# START OF Text section
Gawith&Hoggarth SP Snuff.

I'd only taken a small tap of this when i recieved it a couple of weeks ago and paid it no further attention. i'm really, REALLY enjoying it today, very complex flavor/smell profile, it smells like the pre-light aroma of some top-shelf cubans with some bergamot thrown in!


----------



## El wedo del milagro

Yesterday it was AS Dental Scotch all day.

Today, so far, it's been Firedance.


----------



## jfserama

A fresh tin of WoS Irish Coffee tonight.


----------



## El wedo del milagro

Today is F&T French Carotte.


----------



## cpmcdill

de Kralingse Latakia ao 1860


----------



## cpmcdill

F&T Old Paris


----------



## El wedo del milagro

Today it's Abraxas Premium Fin.


----------



## HTML5 Gordon

Abraxas Cafe 11. It's official - I'm addicted to Cafe 11 again. I used to think of it as a "treat" snuff (if that makes sense). But it has been the only snuff I have used for a few days now. Love the stuff.


----------



## cpmcdill

Sir Walter Scott Mull of Oa


----------



## HTML5 Gordon

More Abraxas Cafe 11


----------



## El wedo del milagro

cpmcdill said:


> Sir Walter Scott Mull of Oa


Same here! It's good stuff.


----------



## cakeanddottle

F&T Princes


----------



## LandonColby

Hedges as usual.


----------



## Kegen

Toque SP extra + some menthol snuff I had around. I really didn't expect to get into snuff so much. I need to quit overdoing it though I've woken up with some killer sinus troubles.


----------



## El wedo del milagro

F&T Old Paris and Hedges today.


----------



## cpmcdill

FUBAR Shot of Rum


----------



## haemony

FUBAR Shot of Rum


----------



## cpmcdill

F&T Old Paris


----------



## cakeanddottle

Viking Dark


----------



## El wedo del milagro

This morning I had a BIG blast of AS Dental Scotch to get going, since then it's been Firedance.


----------



## cpmcdill

F&T Old Paris and FUBAR Shot of Rum today


----------



## Norman

Today, WoS Bubblegum


----------



## El wedo del milagro

HEDGES!
O-H Y-E-A-H!!!


----------



## cakeanddottle

WoS Best Dark


----------



## cakeanddottle

Pöschl Brasil after dinner


----------



## El wedo del milagro

Berwick Brown today.


----------



## cpmcdill

FUBAR Shot of Rum


----------



## El wedo del milagro

I had a bit of Mull of Oa to get started this morning, and it's been Bernard Brasil Doppelt-Fermentiert since.


----------



## Commander Quan

F&T Bordeaux


----------



## LandonColby

A little Hedges to wake me up for dinner :biggrin:


----------



## El wedo del milagro

Toque Absinthe.


----------



## Commander Quan

^ How is that? 

F&T High Dry Toast


----------



## El wedo del milagro

Commander Quan said:


> ^ How is that?


It's good, but ya have to like licorice.

Today it's Abraxas Premium Fin.
# END OF Text section
* **Requirement**
Write out the passage of the snuff thread starting at "Toque SP extra" and ending at "and Hedges today.", word for word.
# START OF Entries provided
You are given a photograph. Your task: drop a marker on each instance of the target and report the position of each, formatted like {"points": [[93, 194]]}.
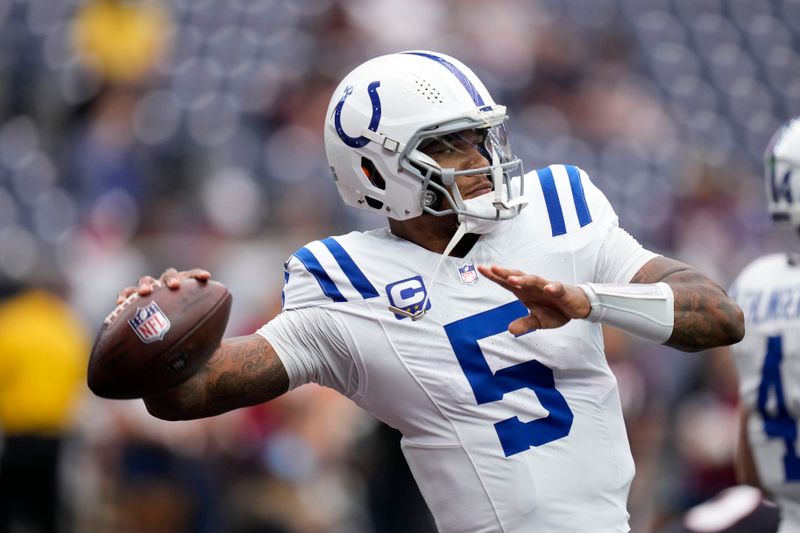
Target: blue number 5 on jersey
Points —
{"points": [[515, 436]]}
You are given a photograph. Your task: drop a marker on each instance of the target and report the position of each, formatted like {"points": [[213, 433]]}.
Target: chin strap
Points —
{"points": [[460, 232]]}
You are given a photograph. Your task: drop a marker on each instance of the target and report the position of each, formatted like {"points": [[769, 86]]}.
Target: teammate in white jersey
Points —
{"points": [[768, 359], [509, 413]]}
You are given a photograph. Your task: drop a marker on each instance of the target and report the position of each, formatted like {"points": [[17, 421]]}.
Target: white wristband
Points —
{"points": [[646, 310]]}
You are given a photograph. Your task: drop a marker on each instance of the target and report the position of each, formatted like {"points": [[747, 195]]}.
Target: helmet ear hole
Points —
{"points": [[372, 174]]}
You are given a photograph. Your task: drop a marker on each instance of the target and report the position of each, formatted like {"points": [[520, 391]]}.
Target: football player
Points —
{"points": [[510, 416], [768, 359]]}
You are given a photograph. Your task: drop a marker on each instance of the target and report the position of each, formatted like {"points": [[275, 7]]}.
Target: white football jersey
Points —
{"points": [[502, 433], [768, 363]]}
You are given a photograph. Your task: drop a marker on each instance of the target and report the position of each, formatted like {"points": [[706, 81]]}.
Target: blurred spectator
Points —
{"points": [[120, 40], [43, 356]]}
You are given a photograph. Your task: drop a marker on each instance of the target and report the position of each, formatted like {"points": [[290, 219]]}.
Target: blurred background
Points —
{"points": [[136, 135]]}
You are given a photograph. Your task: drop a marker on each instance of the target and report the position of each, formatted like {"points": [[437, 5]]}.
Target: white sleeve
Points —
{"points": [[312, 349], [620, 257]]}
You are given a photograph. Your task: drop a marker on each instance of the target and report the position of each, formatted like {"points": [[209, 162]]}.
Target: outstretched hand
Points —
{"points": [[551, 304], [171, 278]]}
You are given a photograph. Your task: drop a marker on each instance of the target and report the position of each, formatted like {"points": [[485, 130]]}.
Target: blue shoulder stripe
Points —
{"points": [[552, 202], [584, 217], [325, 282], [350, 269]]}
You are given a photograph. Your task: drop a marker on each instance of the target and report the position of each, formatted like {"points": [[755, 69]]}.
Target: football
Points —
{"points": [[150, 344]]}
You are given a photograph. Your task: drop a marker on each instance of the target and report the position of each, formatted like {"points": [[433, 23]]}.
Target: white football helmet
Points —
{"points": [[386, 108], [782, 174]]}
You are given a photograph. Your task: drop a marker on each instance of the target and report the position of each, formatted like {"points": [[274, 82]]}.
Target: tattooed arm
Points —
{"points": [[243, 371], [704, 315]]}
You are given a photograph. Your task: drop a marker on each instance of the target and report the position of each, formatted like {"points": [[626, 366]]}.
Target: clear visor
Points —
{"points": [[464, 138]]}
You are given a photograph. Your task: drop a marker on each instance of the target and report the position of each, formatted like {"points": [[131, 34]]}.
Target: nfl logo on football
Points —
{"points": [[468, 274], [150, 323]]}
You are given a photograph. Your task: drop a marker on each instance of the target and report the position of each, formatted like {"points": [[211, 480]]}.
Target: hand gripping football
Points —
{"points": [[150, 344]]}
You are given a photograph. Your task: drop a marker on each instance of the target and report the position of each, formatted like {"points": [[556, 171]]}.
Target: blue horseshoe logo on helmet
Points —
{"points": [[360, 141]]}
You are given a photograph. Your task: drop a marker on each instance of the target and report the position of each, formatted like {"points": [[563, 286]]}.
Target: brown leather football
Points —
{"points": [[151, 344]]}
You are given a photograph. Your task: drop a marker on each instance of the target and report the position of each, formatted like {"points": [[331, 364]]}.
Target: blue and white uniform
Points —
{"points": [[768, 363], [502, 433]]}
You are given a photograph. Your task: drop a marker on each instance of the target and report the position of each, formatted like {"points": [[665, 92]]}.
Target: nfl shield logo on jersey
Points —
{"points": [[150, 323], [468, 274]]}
# END OF Entries provided
* **Result of this task**
Toque SP extra + some menthol snuff I had around. I really didn't expect to get into snuff so much. I need to quit overdoing it though I've woken up with some killer sinus troubles.


----------



## El wedo del milagro

F&T Old Paris and Hedges today.